* _TASK ITEM_: Please continue the article on Joe Biden's Pennsylvania rallies from where it stops.

*** PAGE TEXT Section Begins ***

Joe Biden, the Democrat nominee, tried to strike a populist note on Saturday while talking to voters in Pennsylvania–only hours after calling supporters of President Donald Trump “chumps.”
The former vice president, who has pitched himself as the only Democrat that can bring blue-collar voters back into the party’s fold, appeared at a drive-in rally in Luzerne County, Pennsylvania. During his remarks, Biden played up his working-class roots in an effort to create a contrast with Trump, a multi-millionaire real estate developer.
“I say it’s about time a state school guy gets to go to the Oval Office because you know what? If I’m sitting there, you will be sitting there with me,” the former vice president said, adding that it was time the government started looking after “forgotten” Americans.
Biden’s attempt at populism came only hours after he appeared at another rally in Pennsylvania, in the Philadelphia suburb of Bucks County. At that event, Biden referenced several pro-Trump protesters who were stationed outside the event, in an attempt to display that his response to the virus would be to the benefit of all Americans.
“I’m running as a proud Democrat, but I will govern as an American president, for everybody,” the former vice president said after arguing that Trump had taken a divisive stance on the pandemic.
“I’ll work as hard for those who don’t support me as those who do, including those chumps at the microphone out there,” Biden said. “That’s the job of a president, the duty to care for everyone, the duty to heal.”
The comments quickly struck many political observers as similar to those of Hillary Clinton in 2016 when she disparaged Trump supporters as “deplorables.”
Biden’s differing remarks in Luzerne and Bucks County indicate the complicated coalition Democrats are trying to put together in Pennsylvania in order to carry the state’s Electoral College votes this year.
In 2016, Trump bested Clinton by just 44,292 votes out of more than six million ballots in the Keystone state. Trump’s one percent margin of victory, narrow though it was, made him the first Republican to carry Pennsylvania since President George H.W. Bush’s 1988 landslide.

*** PAGE TEXT Section Ends ***
*** ENTRIES SHOWN Section Begins ***

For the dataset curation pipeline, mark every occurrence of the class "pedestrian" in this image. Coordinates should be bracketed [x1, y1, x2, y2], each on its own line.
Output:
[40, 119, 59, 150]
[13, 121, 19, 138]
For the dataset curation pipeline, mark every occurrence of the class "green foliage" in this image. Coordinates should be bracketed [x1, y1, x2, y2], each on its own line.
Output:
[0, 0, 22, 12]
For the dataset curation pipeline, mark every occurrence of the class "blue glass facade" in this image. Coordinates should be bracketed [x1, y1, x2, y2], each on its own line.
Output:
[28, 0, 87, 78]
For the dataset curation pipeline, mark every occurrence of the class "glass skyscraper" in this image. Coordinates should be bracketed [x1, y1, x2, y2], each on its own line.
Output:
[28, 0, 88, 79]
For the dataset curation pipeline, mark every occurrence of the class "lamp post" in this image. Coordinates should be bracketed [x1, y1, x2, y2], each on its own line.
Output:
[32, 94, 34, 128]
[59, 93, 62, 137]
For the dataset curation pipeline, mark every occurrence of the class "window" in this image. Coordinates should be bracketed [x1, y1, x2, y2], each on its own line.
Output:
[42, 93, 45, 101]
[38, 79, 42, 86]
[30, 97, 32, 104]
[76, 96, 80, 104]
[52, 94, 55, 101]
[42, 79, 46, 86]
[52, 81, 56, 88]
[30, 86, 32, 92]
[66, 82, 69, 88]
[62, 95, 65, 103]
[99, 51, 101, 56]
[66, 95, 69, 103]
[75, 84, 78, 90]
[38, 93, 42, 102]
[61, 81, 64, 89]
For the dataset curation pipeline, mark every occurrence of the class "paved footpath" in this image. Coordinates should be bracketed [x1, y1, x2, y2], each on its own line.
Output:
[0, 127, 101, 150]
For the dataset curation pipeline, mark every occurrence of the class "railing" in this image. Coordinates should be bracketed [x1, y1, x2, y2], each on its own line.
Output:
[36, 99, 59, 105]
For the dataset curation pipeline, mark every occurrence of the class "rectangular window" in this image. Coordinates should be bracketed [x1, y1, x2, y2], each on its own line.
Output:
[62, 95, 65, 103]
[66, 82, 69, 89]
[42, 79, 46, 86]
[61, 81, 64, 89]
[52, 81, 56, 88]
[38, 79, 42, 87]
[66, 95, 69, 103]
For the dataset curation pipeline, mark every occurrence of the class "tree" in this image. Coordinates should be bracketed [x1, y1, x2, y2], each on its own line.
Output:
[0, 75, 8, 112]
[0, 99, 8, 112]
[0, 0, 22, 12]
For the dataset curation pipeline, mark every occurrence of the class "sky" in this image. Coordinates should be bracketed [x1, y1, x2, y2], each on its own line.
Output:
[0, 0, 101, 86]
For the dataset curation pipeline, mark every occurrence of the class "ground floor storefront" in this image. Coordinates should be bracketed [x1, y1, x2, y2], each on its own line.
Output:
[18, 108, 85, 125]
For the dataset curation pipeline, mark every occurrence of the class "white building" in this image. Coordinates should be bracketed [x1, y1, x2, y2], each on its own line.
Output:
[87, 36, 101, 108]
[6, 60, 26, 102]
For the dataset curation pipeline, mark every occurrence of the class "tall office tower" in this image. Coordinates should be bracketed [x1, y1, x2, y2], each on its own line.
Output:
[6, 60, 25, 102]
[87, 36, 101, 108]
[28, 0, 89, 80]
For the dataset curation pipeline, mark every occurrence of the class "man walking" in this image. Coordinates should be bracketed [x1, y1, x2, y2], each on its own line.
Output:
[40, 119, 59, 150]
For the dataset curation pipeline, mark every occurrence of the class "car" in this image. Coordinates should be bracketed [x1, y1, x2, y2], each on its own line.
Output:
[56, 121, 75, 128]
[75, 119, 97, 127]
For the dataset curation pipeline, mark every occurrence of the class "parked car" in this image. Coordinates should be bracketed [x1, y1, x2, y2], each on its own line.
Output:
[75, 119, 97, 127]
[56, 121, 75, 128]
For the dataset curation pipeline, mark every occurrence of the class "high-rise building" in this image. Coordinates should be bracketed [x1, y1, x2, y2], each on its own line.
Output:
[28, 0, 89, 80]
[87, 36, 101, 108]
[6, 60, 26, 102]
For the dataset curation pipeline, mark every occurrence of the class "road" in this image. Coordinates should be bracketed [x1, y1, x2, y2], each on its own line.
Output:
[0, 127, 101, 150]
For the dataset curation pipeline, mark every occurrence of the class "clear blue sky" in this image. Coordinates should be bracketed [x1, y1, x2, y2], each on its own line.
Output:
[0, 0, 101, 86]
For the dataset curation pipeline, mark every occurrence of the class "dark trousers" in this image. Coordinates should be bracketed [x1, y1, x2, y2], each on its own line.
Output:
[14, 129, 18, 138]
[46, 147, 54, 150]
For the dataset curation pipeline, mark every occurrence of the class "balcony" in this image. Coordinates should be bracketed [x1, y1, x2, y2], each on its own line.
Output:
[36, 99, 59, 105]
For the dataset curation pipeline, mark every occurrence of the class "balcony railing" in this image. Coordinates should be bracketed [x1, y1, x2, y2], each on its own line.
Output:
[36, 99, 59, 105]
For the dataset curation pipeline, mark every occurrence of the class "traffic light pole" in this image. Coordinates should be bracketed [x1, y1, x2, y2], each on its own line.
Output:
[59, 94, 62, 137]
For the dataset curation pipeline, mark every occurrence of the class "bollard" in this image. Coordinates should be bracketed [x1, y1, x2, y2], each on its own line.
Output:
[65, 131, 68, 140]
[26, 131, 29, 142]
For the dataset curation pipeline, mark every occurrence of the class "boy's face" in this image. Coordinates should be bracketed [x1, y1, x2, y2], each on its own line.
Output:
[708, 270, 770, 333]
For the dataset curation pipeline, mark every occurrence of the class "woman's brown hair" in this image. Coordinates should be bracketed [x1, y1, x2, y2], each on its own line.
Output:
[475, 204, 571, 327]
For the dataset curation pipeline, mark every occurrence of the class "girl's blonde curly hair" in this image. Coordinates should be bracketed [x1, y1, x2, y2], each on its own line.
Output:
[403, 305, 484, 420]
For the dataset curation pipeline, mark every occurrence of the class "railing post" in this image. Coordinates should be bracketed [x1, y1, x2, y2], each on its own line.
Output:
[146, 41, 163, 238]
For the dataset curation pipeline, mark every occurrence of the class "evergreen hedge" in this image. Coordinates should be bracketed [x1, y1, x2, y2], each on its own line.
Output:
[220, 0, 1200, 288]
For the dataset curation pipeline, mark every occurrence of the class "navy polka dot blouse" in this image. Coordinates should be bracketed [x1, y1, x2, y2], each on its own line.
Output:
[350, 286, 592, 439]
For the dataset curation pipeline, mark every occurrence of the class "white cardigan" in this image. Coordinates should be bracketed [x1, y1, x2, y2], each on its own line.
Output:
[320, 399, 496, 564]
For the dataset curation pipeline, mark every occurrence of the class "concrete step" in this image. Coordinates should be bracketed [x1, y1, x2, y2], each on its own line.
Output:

*** ENTRIES SHOWN Section Ends ***

* _YOUR RESPONSE_:
The victory was made possible by Trump’s appeal in counties like Luzerne, which were once safe for Democrats. Luzerne, where Wilkes Barre is located, was at one point home to coal mines and manufacturing plants. Like much of the industrial United States, Luzerne was hit hard by the push towards globalization in the late 1980s and early 1990s. Even as manufacturing began leaving throughout that time, the county’s residents continued backing Democrat presidential candidates by a substantial margin.
Four years ago, however, the status quo broke when Trump became the first Republican White House aspirant to win the county since 1988. Trump garnered 57.9 percent of the county’s vote against Clinton, who only took 38.6 percent, in part by appealing to the same voters that would have been considered safe Democrats even a decade prior. That point was evidenced by the fact that just four years earlier, President Barack Obama had carried Luzerne by five percentage points, 51 percent to 46 percent.
As Republicans have made gains in areas like Luzerne, they have lost ground in suburban counties like Bucks. For Biden to win Pennsylvania, however, he will have to run up the numbers in Bucks, while doing better than expected in Luzerne. It is unclear if comments like those Biden made on Saturday referring to Trump supporters as “chumps” will make that possible.